- _TO DO_: Restate the data below word for word, omitting pictures.

- - - -

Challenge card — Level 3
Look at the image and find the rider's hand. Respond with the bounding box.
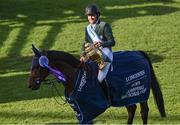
[80,51,87,62]
[94,42,102,48]
[80,56,86,62]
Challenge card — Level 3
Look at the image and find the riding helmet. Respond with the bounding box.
[85,4,100,16]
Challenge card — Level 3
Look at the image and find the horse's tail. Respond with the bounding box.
[140,51,166,117]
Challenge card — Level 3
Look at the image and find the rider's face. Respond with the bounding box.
[87,14,98,24]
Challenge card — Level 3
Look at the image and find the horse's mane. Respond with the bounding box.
[43,50,96,79]
[44,50,80,68]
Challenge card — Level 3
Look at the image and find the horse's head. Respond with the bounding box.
[28,44,83,96]
[28,45,49,90]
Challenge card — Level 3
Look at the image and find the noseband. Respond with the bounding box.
[30,63,65,87]
[31,65,63,87]
[29,66,45,86]
[33,76,42,85]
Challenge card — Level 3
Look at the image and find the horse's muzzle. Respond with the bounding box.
[28,77,41,90]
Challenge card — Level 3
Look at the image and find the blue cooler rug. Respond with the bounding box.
[66,51,151,124]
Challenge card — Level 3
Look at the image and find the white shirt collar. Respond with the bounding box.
[91,19,99,30]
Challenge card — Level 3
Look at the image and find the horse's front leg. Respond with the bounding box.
[126,104,137,124]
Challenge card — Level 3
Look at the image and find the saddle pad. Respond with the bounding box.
[106,51,151,107]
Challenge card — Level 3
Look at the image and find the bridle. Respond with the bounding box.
[29,52,87,105]
[30,64,68,105]
[30,53,53,86]
[30,63,65,86]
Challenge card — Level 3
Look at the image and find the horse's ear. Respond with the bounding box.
[32,44,42,57]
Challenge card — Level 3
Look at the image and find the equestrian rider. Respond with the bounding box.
[80,4,116,84]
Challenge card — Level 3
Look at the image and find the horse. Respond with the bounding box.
[28,45,166,124]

- - - -

- _YOUR RESPONSE_:
Challenge card — Level 3
Look at the image and find the rider's hand. Respond with the bounding box.
[80,51,87,62]
[94,42,102,48]
[80,56,86,62]
Challenge card — Level 3
Look at the image and find the riding helmet. Respond with the bounding box.
[85,4,100,16]
Challenge card — Level 3
Look at the image and find the horse's tail. Respond with the bounding box.
[140,51,166,117]
Challenge card — Level 3
Look at the image and find the rider's face. Respond with the bounding box.
[87,14,98,24]
Challenge card — Level 3
Look at the image and find the horse's mane. Respond with the bounding box.
[43,50,96,79]
[44,50,80,68]
Challenge card — Level 3
Look at the image and find the horse's head. Respond with the bounding box.
[28,44,83,96]
[28,45,49,90]
Challenge card — Level 3
Look at the image and find the noseband. Respond with the bounding box.
[30,63,65,87]
[31,65,63,87]
[29,66,45,86]
[33,76,42,85]
Challenge card — Level 3
Look at the image and find the horse's muzzle. Respond with the bounding box.
[28,77,41,90]
Challenge card — Level 3
Look at the image and find the blue cooler rug. Respond with the bounding box.
[66,51,151,124]
Challenge card — Level 3
Look at the image and find the white shirt collar. Respond with the bounding box.
[91,19,99,30]
Challenge card — Level 3
Look at the image and find the horse's front leg. Respond with the bounding box.
[126,104,137,124]
Challenge card — Level 3
Look at the image and find the saddle pad. Respond with the bounding box.
[106,51,151,107]
Challenge card — Level 3
Look at the image and find the bridle. Respond with the bounding box.
[29,52,87,105]
[30,64,68,105]
[30,53,53,86]
[30,63,65,86]
Challenge card — Level 3
Look at the image and find the horse's ear. Respond with the bounding box.
[32,44,42,57]
Challenge card — Level 3
Look at the image and find the equestrian rider. Respond with the bounding box.
[80,4,116,84]
Challenge card — Level 3
Look at the image and find the horse. Respond with the bounding box.
[28,45,166,124]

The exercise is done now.